- **Directive a**: Reproduce every line of the coordinate labeling records that follow the trading commentary, requests included, but offset each coordinate in the answers by -47. Leave the pictures out.

- **Selected extract**:

— BEGIN —

Waited for this a long time, the channel is 1200/1300 pips wide, so the risk /reward is excellent. This was the trade of the year last year. Marc uses weekly charts, so weeks can come and go without a trade. When the setup occurs the reward is big so worth the wait. These are repeating patterns, in this case, channels, and can be seen on other charts.
Marc uses the risk management tool which is available for download and lots of emas and indicators as he shows in the attached video. In this pair, the stop was placed above the recent high and there is also a fib. The potential reward is excellent.
A similar channel, and another big return opportunity. it is not about how many wins you have , it is how much you win. This has broken a down-trend and is moving up. If your style is pull-back, you miss some of the entries and that is annoying but remember, usually they are big wins if you do catch them. The pullback level is 1.3850, but the problem is where to put the stop, so this is not a grade A trade.
Looking at the trend line, it is at support with fibs and confluence. On a weekly chart, it is another 400 pip channel.

— END —

(Coordinate labeling records)
— BEGIN —

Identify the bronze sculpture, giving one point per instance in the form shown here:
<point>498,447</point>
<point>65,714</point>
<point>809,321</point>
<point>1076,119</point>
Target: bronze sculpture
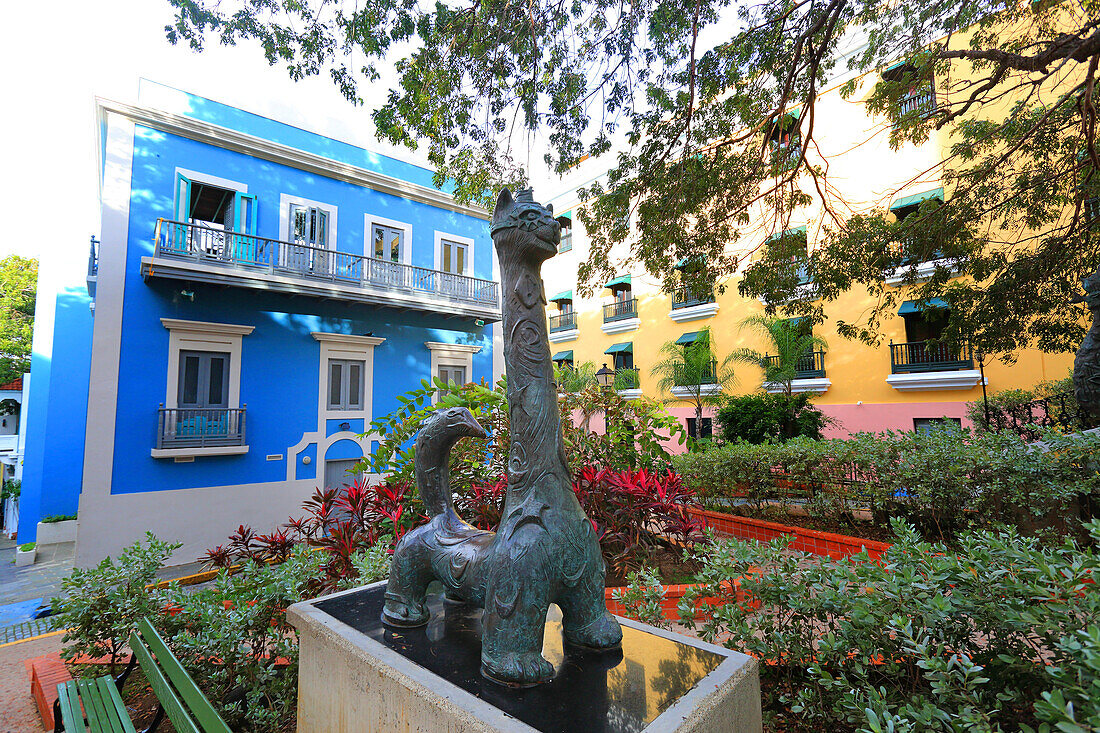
<point>545,549</point>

— END —

- **Directive b**: Echo the passage of the trading commentary word for word, starting at "Waited for this" and ending at "on other charts.".

- **Complete response a**:
Identify the bronze sculpture, giving one point per instance in the form shown here:
<point>498,447</point>
<point>65,714</point>
<point>809,321</point>
<point>1076,119</point>
Target: bronze sculpture
<point>498,502</point>

- **Complete response b**:
Waited for this a long time, the channel is 1200/1300 pips wide, so the risk /reward is excellent. This was the trade of the year last year. Marc uses weekly charts, so weeks can come and go without a trade. When the setup occurs the reward is big so worth the wait. These are repeating patterns, in this case, channels, and can be seen on other charts.